Reviewer: B. Zane Horowitz, MD (Oregon Health and Science University)
Description: An international ecotourist complains of jaw pain and the feeling his teeth are falling out after an Indo-Pacific charter cruise. An anxious mother, an "educated consumer," calls the health department after reading an Internet Web page on phthalates in baby food. Scores of people fall sick after eating watermelons over the Fourth of July weekend, or mussels in Nova Scotia. Is it bacterial? Chemical? Bioterrorism? These real life questions and others are ones that public health departments, poison centers, toxicologists, and food science experts may be called upon to answer. An updated source to have in these cases is this book. This second edition, updated from 66 chapters in 1994 to 86 chapters in 2001, is divided into four volumes. The first three volumes cover bacterial, viral, parasitic, fungal, and plant contamination of food. The fourth covers seafood and environmental toxins.
Purpose: The editors' goal in updating this book is to create a "composite of current information and policies that enable proper risk assessment decisions regarding potential food toxicants."
Audience: Although aimed chiefly at food scientists, there are many others who tackle these questions including environmental toxicologists, public health agencies, food safety advocacy groups, and medical personnel. It is the editor's expressed hope that the science summarized here finds its way into the politicized national and international decision-makers' consciences, where it ultimately will have to vie with economic and political factors in creating a public health policy on food safety.
==========
**Your instructions:** Pick up the book review on food contaminants and toxins after its final sentence and carry it forward.

Spatial localization data:
==========
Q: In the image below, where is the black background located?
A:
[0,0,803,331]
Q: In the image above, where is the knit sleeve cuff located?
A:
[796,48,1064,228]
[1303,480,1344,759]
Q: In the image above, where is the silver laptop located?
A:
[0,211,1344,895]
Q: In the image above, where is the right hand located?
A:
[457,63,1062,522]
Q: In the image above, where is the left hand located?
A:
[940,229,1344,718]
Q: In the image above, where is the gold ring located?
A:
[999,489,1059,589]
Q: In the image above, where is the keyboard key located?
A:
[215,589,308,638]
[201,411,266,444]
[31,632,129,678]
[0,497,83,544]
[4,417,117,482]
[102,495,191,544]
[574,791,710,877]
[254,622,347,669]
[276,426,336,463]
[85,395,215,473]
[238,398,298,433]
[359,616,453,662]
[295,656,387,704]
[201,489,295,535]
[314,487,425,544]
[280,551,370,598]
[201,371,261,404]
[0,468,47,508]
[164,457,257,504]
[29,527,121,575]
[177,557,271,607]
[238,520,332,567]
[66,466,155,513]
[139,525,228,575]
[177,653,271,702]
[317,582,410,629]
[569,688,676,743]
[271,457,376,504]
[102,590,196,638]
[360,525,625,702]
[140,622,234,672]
==========
**Answer below:**
Features: The book is divided into two main sections. The first section devoted to seafood toxins has a fair bit of redundancy with some of its chapters recapitulating the complete breadth of seafood borne diseases. Individual chapters on ciguatera and tetrodotoxin, by well recognized experts in their fields, are comprehensive and should be the model for future updates of this volume of the series. Unfortunately the chapter on medical management of seafood poisoning is sparse, containing little detail regarding medical decision making. No guidance is given as to when to institute specific measures in the spectrum of presentations these toxicants may cause. The latter section, somewhat a misnomer in its title of environmental toxins, speaks to a wide variety of iatrogenic problems in food science. Thus it compiles in one place good discussions on such disparate topics as drug residues in food, food irradiation and background radioactivity, nutritional toxins, food additives, and foreign bodies discovered in packaged foods. While few of these issues are truly environmentally caused, they are nonetheless emerging issues for consideration in policy development. The chapters on nutritional toxicology, food additives, and drug residues stand out as comprehensive discussions.
Assessment: Although most major toxicology books condense seafood poisoning into a single chapter, none give any information of substance on the topics contained in the latter half of this text. Those researchers, practitioners, and public health departments looking for an expanded scientific discussion of any of these topics should strongly consider adding this book to their libraries.